Records from a dataset
'''

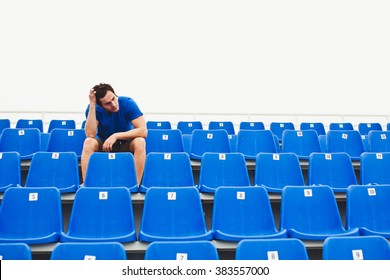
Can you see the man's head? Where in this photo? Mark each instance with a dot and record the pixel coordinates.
(106, 97)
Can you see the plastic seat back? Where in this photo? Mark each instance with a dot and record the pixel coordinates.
(202, 140)
(219, 169)
(173, 214)
(89, 251)
(24, 141)
(10, 170)
(119, 171)
(167, 170)
(374, 168)
(274, 171)
(31, 215)
(181, 250)
(15, 251)
(164, 140)
(311, 213)
(252, 142)
(332, 169)
(271, 249)
(101, 214)
(243, 213)
(301, 142)
(367, 208)
(356, 248)
(60, 170)
(66, 140)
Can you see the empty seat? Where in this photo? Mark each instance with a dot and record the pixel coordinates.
(275, 171)
(365, 128)
(15, 251)
(173, 214)
(277, 128)
(167, 170)
(252, 142)
(243, 213)
(186, 127)
(101, 214)
(227, 125)
(311, 213)
(356, 248)
(300, 142)
(158, 125)
(60, 170)
(164, 140)
(111, 170)
(331, 169)
(66, 140)
(89, 251)
(24, 141)
(10, 170)
(374, 168)
(31, 215)
(217, 169)
(30, 123)
(349, 141)
(271, 249)
(181, 250)
(252, 125)
(367, 208)
(341, 126)
(202, 140)
(379, 141)
(64, 124)
(317, 126)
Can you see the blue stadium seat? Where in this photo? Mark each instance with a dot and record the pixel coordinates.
(89, 251)
(119, 171)
(15, 251)
(30, 123)
(24, 141)
(181, 250)
(66, 140)
(317, 126)
(167, 170)
(204, 140)
(186, 127)
(64, 124)
(331, 169)
(271, 249)
(31, 215)
(173, 214)
(301, 142)
(243, 213)
(349, 141)
(101, 214)
(375, 168)
(158, 125)
(60, 170)
(367, 208)
(356, 248)
(274, 171)
(252, 142)
(10, 170)
(311, 213)
(227, 125)
(164, 140)
(218, 169)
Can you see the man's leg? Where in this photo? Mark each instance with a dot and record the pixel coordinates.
(138, 148)
(91, 145)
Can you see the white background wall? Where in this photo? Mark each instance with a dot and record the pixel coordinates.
(230, 56)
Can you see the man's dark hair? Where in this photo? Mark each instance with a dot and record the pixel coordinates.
(101, 91)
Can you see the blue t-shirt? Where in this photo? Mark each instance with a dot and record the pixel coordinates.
(110, 123)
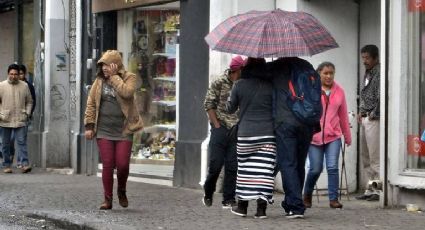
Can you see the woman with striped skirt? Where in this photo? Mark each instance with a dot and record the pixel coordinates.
(256, 144)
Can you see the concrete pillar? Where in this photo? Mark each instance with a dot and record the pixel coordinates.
(56, 135)
(192, 84)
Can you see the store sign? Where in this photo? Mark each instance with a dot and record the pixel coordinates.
(110, 5)
(416, 5)
(415, 146)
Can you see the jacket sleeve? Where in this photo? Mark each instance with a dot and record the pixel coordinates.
(233, 104)
(375, 113)
(344, 120)
(28, 102)
(90, 113)
(125, 89)
(213, 96)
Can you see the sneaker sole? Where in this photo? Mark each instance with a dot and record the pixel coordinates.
(237, 213)
(295, 216)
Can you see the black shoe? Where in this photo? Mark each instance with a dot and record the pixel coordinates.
(363, 197)
(207, 201)
(285, 208)
(292, 215)
(261, 209)
(228, 204)
(241, 209)
(373, 197)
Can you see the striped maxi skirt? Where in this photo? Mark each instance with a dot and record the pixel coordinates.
(256, 164)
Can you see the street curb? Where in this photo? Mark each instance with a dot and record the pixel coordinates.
(60, 223)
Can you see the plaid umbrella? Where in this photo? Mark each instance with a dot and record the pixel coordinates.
(274, 33)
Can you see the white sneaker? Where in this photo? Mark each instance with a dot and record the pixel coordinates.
(292, 215)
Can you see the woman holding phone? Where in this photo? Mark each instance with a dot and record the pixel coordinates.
(112, 117)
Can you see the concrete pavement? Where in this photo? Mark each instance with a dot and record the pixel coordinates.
(74, 200)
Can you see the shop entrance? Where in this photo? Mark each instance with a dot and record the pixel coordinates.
(147, 38)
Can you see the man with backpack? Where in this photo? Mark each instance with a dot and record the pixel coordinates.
(297, 110)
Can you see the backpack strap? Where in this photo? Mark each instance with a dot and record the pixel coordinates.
(292, 89)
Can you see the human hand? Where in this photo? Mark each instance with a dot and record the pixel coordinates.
(359, 118)
(113, 69)
(89, 134)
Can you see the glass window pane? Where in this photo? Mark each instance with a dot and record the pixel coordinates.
(416, 86)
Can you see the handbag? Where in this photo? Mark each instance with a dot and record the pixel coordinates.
(232, 134)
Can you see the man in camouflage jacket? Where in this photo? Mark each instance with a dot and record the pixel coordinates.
(221, 148)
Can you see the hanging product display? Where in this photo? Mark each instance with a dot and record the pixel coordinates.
(153, 59)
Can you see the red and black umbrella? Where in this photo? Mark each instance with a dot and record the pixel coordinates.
(274, 33)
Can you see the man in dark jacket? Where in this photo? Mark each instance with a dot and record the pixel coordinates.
(293, 138)
(22, 77)
(221, 149)
(369, 116)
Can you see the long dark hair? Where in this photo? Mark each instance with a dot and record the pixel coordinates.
(255, 68)
(323, 65)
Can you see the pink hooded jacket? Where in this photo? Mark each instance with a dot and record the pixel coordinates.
(336, 115)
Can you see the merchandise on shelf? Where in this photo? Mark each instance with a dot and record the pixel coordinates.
(153, 59)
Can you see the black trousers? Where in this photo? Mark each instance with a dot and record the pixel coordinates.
(221, 151)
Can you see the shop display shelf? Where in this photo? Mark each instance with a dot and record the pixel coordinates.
(168, 55)
(173, 79)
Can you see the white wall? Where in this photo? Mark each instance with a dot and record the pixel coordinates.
(7, 44)
(404, 186)
(219, 11)
(370, 29)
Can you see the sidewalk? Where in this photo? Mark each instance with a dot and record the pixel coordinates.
(75, 199)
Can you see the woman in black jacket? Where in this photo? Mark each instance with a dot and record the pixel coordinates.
(256, 144)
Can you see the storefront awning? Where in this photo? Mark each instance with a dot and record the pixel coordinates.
(108, 5)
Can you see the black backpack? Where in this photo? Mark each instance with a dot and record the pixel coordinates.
(305, 91)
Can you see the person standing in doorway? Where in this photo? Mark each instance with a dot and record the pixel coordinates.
(15, 110)
(221, 148)
(327, 143)
(112, 117)
(368, 117)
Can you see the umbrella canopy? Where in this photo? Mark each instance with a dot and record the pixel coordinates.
(274, 33)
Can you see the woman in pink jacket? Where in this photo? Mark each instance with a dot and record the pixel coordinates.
(327, 143)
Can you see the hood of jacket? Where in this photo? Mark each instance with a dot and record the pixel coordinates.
(111, 56)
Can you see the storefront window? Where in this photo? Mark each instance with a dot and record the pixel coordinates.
(149, 42)
(416, 85)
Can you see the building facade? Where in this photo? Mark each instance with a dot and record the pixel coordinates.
(162, 42)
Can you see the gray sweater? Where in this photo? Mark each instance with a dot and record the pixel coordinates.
(257, 119)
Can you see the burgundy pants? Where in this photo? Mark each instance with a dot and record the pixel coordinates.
(114, 154)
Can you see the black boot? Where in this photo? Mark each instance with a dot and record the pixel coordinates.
(241, 209)
(261, 209)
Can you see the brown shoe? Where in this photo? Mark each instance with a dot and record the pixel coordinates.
(335, 204)
(122, 198)
(107, 204)
(307, 201)
(26, 169)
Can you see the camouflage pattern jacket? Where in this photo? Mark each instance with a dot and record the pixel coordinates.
(217, 97)
(369, 95)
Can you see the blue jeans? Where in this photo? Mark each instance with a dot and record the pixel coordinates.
(316, 153)
(292, 147)
(20, 137)
(221, 151)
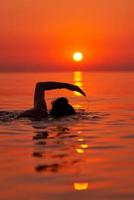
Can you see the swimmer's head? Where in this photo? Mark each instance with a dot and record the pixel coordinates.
(61, 107)
(62, 101)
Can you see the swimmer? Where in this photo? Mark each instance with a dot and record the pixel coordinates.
(60, 106)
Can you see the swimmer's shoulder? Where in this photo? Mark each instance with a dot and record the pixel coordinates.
(33, 113)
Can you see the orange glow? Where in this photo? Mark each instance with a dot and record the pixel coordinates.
(77, 56)
(78, 81)
(80, 151)
(84, 146)
(34, 40)
(81, 186)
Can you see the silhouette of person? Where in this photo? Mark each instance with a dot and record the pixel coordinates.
(60, 106)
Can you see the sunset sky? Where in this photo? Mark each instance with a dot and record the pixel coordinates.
(42, 35)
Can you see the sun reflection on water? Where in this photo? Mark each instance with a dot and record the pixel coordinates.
(81, 186)
(78, 81)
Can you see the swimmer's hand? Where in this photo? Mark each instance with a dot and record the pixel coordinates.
(59, 85)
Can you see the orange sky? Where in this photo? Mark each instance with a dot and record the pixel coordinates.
(42, 35)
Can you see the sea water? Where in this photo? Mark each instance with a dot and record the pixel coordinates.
(86, 156)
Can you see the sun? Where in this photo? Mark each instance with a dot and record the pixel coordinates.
(77, 56)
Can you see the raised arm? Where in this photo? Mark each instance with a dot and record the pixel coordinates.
(39, 100)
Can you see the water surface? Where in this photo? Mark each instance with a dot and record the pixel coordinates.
(87, 156)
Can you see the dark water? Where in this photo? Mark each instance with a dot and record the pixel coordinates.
(87, 156)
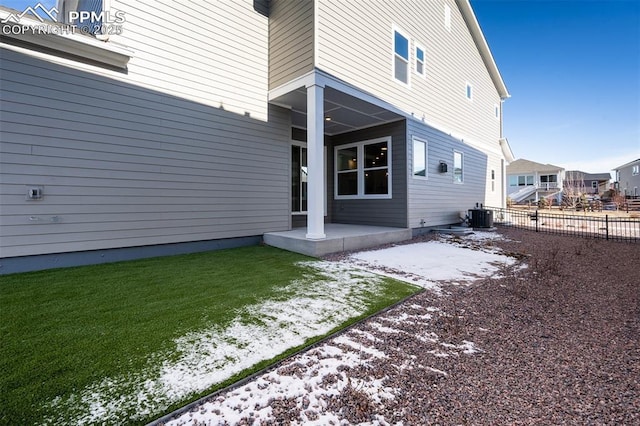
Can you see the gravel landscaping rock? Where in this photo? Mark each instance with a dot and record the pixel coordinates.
(555, 342)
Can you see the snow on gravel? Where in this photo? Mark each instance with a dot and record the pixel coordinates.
(303, 389)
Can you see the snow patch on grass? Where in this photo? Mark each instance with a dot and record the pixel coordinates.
(320, 302)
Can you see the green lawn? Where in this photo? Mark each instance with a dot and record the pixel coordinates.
(63, 331)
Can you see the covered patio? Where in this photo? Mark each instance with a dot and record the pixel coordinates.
(325, 107)
(338, 237)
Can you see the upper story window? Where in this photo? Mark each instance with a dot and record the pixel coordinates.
(458, 167)
(447, 17)
(419, 158)
(363, 169)
(469, 91)
(400, 57)
(522, 180)
(420, 61)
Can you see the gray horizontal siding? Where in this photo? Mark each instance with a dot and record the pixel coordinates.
(123, 165)
(380, 212)
(438, 200)
(291, 47)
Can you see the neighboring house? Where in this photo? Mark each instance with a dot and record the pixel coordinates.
(529, 181)
(587, 183)
(627, 179)
(210, 124)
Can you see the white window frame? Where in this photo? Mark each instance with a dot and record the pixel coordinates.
(422, 74)
(360, 170)
(413, 158)
(468, 91)
(394, 55)
(493, 180)
(447, 17)
(455, 179)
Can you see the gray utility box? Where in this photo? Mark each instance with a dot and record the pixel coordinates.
(481, 218)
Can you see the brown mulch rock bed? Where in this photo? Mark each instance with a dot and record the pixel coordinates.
(555, 342)
(559, 341)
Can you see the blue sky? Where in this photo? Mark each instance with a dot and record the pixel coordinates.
(573, 71)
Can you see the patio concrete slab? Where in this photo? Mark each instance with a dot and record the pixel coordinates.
(340, 237)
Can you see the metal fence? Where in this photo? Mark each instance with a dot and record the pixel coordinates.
(605, 226)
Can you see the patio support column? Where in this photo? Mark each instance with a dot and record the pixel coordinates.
(315, 162)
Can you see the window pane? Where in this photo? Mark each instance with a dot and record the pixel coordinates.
(401, 45)
(295, 178)
(303, 179)
(348, 159)
(348, 183)
(375, 155)
(376, 182)
(457, 167)
(401, 67)
(419, 158)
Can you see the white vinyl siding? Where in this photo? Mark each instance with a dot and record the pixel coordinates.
(420, 63)
(401, 48)
(439, 201)
(354, 51)
(290, 40)
(184, 147)
(458, 167)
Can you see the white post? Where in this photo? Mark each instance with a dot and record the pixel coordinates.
(315, 162)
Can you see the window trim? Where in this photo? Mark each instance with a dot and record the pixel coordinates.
(468, 91)
(415, 139)
(447, 17)
(455, 180)
(404, 35)
(360, 170)
(417, 47)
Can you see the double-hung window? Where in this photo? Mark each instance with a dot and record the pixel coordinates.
(400, 57)
(458, 165)
(420, 61)
(419, 158)
(363, 169)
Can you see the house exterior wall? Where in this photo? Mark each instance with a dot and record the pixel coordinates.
(379, 212)
(628, 182)
(290, 40)
(181, 147)
(436, 199)
(360, 52)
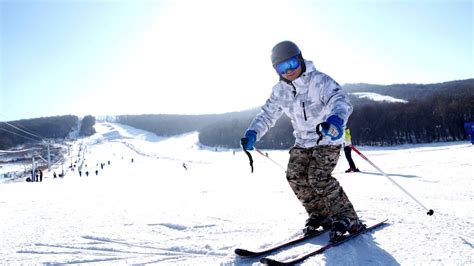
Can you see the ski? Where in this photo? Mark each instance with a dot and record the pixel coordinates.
(249, 253)
(269, 261)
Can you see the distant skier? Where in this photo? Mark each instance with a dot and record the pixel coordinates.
(313, 101)
(348, 151)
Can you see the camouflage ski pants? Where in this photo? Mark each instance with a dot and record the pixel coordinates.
(309, 175)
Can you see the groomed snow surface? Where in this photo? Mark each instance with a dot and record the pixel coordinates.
(155, 211)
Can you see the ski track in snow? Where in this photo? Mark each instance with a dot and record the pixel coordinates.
(153, 211)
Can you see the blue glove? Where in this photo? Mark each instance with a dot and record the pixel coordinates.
(249, 139)
(333, 127)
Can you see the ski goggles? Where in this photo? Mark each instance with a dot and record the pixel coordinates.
(289, 64)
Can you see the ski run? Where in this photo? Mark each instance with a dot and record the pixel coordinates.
(170, 201)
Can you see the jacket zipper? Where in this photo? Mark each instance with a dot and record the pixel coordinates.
(304, 112)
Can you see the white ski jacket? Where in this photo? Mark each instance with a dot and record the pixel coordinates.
(308, 101)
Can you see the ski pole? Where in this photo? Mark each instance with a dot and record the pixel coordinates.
(266, 156)
(430, 211)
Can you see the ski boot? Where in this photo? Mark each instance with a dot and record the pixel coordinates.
(314, 222)
(340, 226)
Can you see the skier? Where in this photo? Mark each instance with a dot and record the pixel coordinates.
(312, 100)
(348, 151)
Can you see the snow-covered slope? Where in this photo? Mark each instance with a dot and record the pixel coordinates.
(145, 207)
(378, 97)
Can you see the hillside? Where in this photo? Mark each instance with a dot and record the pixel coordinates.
(153, 211)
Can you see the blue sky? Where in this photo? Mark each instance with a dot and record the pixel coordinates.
(193, 57)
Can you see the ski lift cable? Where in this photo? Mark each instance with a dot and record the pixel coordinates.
(23, 129)
(15, 133)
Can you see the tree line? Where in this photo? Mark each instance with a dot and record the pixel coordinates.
(434, 112)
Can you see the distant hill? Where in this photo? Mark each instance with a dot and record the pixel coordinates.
(431, 113)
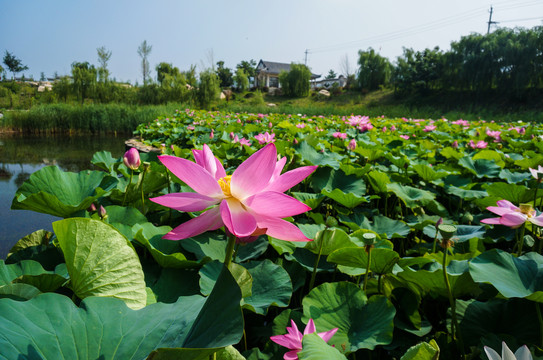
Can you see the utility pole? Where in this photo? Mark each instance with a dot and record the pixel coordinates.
(490, 22)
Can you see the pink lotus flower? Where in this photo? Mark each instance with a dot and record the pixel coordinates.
(265, 138)
(131, 159)
(293, 340)
(480, 144)
(251, 200)
(513, 216)
(536, 173)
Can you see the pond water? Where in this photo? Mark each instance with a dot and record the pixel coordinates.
(21, 155)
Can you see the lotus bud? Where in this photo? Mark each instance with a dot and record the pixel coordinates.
(102, 212)
(447, 232)
(132, 159)
(369, 239)
(331, 221)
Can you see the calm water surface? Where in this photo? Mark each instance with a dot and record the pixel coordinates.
(21, 155)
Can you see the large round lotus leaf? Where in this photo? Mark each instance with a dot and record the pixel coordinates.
(271, 286)
(503, 318)
(327, 241)
(382, 260)
(315, 348)
(430, 281)
(50, 326)
(100, 261)
(361, 323)
(513, 277)
(58, 193)
(412, 197)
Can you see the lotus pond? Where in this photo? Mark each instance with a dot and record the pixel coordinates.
(382, 238)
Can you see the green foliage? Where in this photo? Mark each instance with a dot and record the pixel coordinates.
(295, 83)
(208, 89)
(374, 70)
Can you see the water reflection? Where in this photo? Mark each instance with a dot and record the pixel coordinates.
(21, 155)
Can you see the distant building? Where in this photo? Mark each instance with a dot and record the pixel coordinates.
(267, 73)
(341, 81)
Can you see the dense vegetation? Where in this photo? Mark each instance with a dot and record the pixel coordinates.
(406, 259)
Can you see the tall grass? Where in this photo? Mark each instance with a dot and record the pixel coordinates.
(94, 119)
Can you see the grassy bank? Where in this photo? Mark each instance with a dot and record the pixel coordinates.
(62, 118)
(109, 118)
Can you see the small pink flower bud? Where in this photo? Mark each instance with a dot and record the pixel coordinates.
(132, 159)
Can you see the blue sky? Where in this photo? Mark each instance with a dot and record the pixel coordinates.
(49, 35)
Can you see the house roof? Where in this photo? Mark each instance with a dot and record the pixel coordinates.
(274, 68)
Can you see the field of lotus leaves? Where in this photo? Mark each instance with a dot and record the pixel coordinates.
(256, 236)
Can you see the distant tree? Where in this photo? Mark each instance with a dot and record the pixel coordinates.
(208, 88)
(62, 87)
(143, 51)
(249, 67)
(241, 79)
(84, 79)
(190, 76)
(226, 78)
(14, 64)
(103, 58)
(374, 70)
(295, 83)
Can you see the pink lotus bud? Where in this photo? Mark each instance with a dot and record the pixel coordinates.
(132, 159)
(102, 212)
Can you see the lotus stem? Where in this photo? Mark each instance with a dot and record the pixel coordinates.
(128, 186)
(521, 240)
(455, 329)
(314, 274)
(368, 250)
(229, 250)
(540, 318)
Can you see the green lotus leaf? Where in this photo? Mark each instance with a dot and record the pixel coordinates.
(427, 173)
(430, 280)
(463, 232)
(314, 157)
(382, 260)
(361, 323)
(40, 237)
(18, 291)
(412, 197)
(105, 161)
(480, 167)
(167, 253)
(315, 348)
(514, 177)
(100, 261)
(271, 286)
(502, 318)
(213, 246)
(422, 351)
(513, 277)
(105, 328)
(517, 194)
(378, 181)
(58, 193)
(209, 274)
(310, 199)
(327, 241)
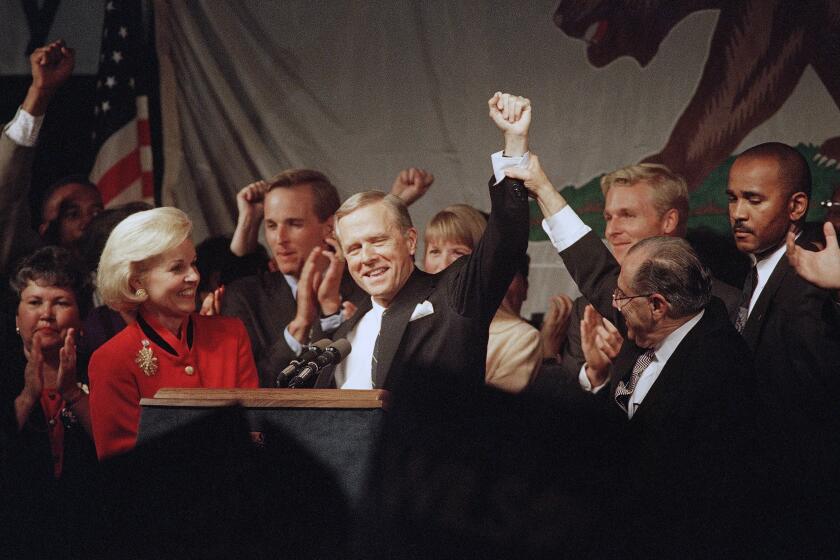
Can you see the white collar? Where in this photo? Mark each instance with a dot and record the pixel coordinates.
(292, 282)
(668, 344)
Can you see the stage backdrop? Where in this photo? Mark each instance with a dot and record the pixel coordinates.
(360, 90)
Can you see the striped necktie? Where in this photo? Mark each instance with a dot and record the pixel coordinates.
(623, 391)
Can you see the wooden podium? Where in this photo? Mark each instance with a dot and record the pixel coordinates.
(338, 426)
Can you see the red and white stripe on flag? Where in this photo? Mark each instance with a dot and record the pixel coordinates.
(123, 167)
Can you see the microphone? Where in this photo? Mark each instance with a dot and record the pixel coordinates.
(312, 351)
(331, 356)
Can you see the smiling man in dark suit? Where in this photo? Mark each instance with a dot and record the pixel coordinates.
(415, 321)
(673, 384)
(793, 329)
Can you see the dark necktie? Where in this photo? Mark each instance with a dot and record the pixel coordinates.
(746, 296)
(623, 391)
(377, 378)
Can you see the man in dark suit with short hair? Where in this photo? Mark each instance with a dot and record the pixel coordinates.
(793, 328)
(418, 322)
(675, 380)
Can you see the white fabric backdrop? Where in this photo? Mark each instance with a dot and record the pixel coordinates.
(361, 90)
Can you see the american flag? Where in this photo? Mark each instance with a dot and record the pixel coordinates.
(123, 167)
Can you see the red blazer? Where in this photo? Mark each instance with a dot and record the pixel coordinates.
(220, 357)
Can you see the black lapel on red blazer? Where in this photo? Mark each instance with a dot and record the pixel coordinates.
(394, 322)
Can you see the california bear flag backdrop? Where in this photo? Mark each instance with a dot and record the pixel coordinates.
(362, 90)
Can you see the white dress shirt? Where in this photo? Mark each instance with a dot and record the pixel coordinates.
(355, 371)
(763, 269)
(565, 228)
(24, 128)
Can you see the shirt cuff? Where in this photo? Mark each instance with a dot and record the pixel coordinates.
(293, 343)
(23, 130)
(585, 384)
(565, 228)
(502, 162)
(332, 322)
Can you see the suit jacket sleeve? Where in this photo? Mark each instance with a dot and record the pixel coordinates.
(16, 233)
(482, 281)
(594, 270)
(264, 325)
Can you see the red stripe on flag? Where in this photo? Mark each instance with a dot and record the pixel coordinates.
(148, 185)
(144, 132)
(119, 176)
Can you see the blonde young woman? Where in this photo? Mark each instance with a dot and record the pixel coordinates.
(514, 349)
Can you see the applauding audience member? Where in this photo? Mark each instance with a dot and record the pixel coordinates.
(640, 201)
(70, 203)
(679, 385)
(43, 385)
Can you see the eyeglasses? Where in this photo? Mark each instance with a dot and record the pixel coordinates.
(619, 296)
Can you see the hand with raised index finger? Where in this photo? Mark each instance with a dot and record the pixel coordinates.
(821, 268)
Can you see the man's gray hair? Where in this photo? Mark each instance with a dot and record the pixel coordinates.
(394, 205)
(671, 268)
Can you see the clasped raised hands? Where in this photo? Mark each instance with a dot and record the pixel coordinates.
(511, 113)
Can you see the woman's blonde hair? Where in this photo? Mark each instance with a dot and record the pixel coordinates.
(459, 223)
(131, 246)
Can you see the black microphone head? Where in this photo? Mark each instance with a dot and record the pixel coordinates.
(342, 347)
(322, 344)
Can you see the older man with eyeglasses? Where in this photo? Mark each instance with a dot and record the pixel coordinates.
(672, 381)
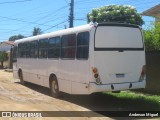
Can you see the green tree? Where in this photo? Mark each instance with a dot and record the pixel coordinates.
(115, 13)
(36, 31)
(16, 37)
(3, 57)
(152, 37)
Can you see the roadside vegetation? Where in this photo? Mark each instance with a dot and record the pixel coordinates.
(134, 101)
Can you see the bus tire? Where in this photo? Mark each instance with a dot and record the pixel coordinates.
(54, 87)
(21, 77)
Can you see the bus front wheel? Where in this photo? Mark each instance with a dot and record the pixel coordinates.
(55, 88)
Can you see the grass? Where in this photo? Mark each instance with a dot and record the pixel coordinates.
(135, 101)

'''

_TASK REQUIREMENTS_
Scale the items starting at the line that contains "Can you see the black microphone" and ending at the last item, both included. Reproduce every line in that span, requests included, with each pixel coordinate in the answers multiplied by 1.65 and rounded to the nearest whole number (halves round up), and leave the pictures out.

_WORKED SOLUTION_
Can you see the black microphone head? Where in this photo? Mark each instance with a dot and record the pixel coordinates.
(564, 573)
(531, 568)
Can you see the older man with eyeglasses? Where in this photo? Mark each instance with a dot and record the pixel coordinates.
(1109, 629)
Can you see the green tree? Where in this photo? Mark each instance with a dot and record the pixel coordinates.
(190, 21)
(59, 51)
(26, 61)
(5, 94)
(251, 61)
Can you see the roadside vegetation? Where in this photo? Mark each instance with a dot and record the pixel coordinates.
(221, 167)
Can you see the bus tire? Where in this photo? Mark each instance with a dot and record the pixel coordinates.
(89, 144)
(35, 127)
Can you see the bus front wheel? Where in this photo? Mark each instance with a dot and record the pixel coordinates.
(91, 145)
Can you see the grass? Where in this photo? Mark each instance with a dot and record the pixel coordinates.
(223, 167)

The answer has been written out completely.